Что требуется: Замените «Гордец» на «Смельчак» и перепишите фрагмент текста, начиная со слов «Стихотворение Шварц было» и заканчивая словами «коне на красном.».

Текст:
++++

Возвратимся к тексту Библии: «И боролся Некто с ним, до появления зари; И, увидев, что не одолевает его, коснулся состава бедра его, и повредил состав бедра у Иакова, когда он боролся с Ним» (Б.: 32; 25). Поединок Иакова с Богом не окончился победой Бога. Как говорится в ветхозаветном тексте, Бог попросил Иакова отпустить его: «И сказал: отпусти Меня; ибо взошла заря. Иаков сказал: не отпущу Тебя, пока не благословишь меня. И сказал: как имя твое? Он сказал: Иаков. И сказал: отныне имя тебе будет не Иаков, а Израиль; ибо ты боролся с Богом, и человеков одолевать будешь» (Б.: 32; 26—28). Перемена имени в стихотворении Елены Шварц отражается во множественности «имен» лирической героини: воробей, мышь, Тохтамыш. Елена Шварц идентифицирует себя с птицей маленькой, невзрачной, невидной, некрупной. По цвету воробей напоминает мышь, то ли ползущую по земле, то ли летящую по воздуху. По сравнению с гласом Божьим голос поэта – только писк, воробьиный, мышиный. На вопрос Иакова об имени Того, с кем ему довелось сражаться, Бог не дал ответа: «на что ты спрашиваешь о имени моем?» (Б.: 32; 29). Этот мотив отразился в пушкинском стихотворении «Что в имени тебе моем…»:
- Но в день печали, в тишине
- Произнеси его тоскуя,
- Скажи: есть память обо мне,
- Есть в мире сердце, где живу я…
У Елены Шварц не Бог, а сам воробей вызывает сражение. Тема богоборчества, таким образом, претворяется Е. Шварц по-своему. Ее стихотворение, помимо библейского источника, содержит интертекстуальный «поединок» со стихами Марины Цветаевой, в частности, само начало стихотворения, «Тот, кто бился с Иаковом», заставляет вспомнить стихотворение Цветаевой 1916 года – «Я тебя отвоюю у всех земель, у всех небес…», которое, вероятно, обращено к поэту А. Блоку57 и тоже содержит мотив богоборчества и даже мотив ноги, идущий из истории об Иакове (поврежденное бедро): «Оттого что я на земле стою лишь одной ногой». Есть в нем строки, где Цветаева утверждает свою способность отвоевать любимого «в последнем споре», в споре, подобном Иаковому:
Я тебя отвоюю у всех других – у той, одной,
Ты не будешь ничей жених, я – ничьей женой,
И в последнем споре возьму тебя – замолчи! —
У того, с которым Иаков стоял в ночи.
Стихотворение Шварц было опубликовано в 1982 году, в год девяностолетия со дня рождения Цветаевой, и ее «Воробей» – попытка сразиться не только с Богом, но и с самым крупным поэтом первой половины 20 века – в Слове. Лирическая героиня Цветаевой оказывается в той же героической роли, как и героиня Елены Шварц, вызывающая Бога. Еще одна текстовая аналогия для Е. Шварц – поэма Цветаевой «На Красном Коне», где ясно звучит та же тема честного боя со сверхличностью, со Всадником на красном коне:
- Посмотрим, посмотрим – в бою каков
- Гордец на коне на красном.

++++

Записи точечной разметки изображений:
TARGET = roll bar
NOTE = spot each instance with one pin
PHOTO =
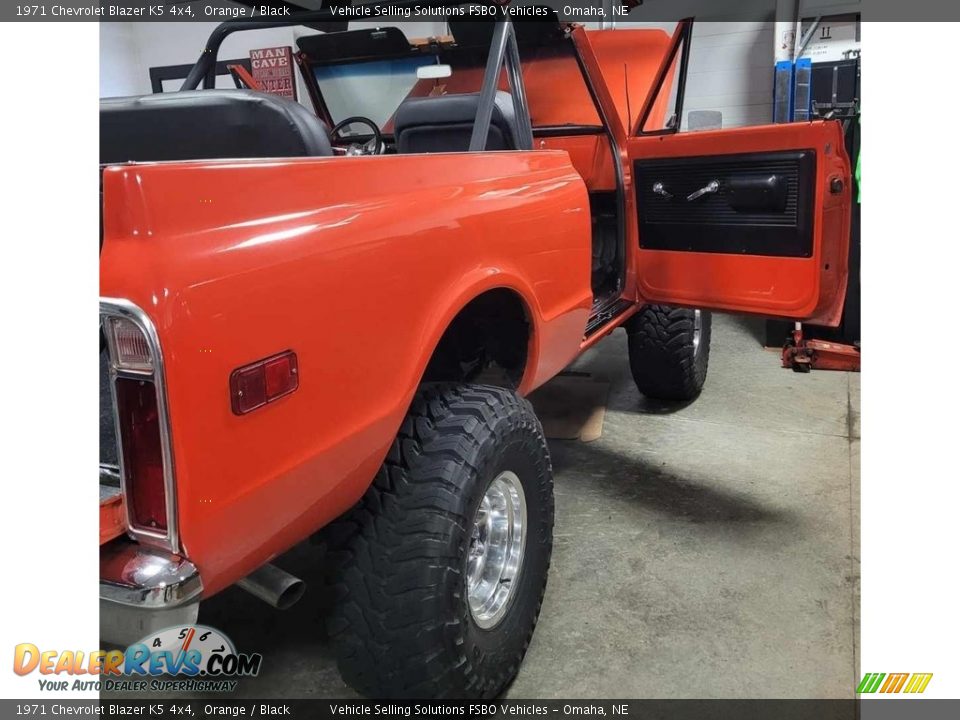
(504, 52)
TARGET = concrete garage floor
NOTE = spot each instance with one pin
(706, 551)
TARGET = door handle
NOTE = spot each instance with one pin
(660, 190)
(711, 187)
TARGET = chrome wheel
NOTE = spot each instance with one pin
(495, 556)
(697, 330)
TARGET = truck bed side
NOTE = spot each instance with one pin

++++

Разбор решения:
Стихотворение Шварц было опубликовано в 1982 году, в год девяностолетия со дня рождения Цветаевой, и ее «Воробей» – попытка сразиться не только с Богом, но и с самым крупным поэтом первой половины 20 века – в Слове. Лирическая героиня Цветаевой оказывается в той же героической роли, как и героиня Елены Шварц, вызывающая Бога. Еще одна текстовая аналогия для Е. Шварц – поэма Цветаевой «На Красном Коне», где ясно звучит та же тема честного боя со сверхличностью, со Всадником на красном коне:
- Посмотрим, посмотрим – в бою каков
- Смельчак на коне на красном.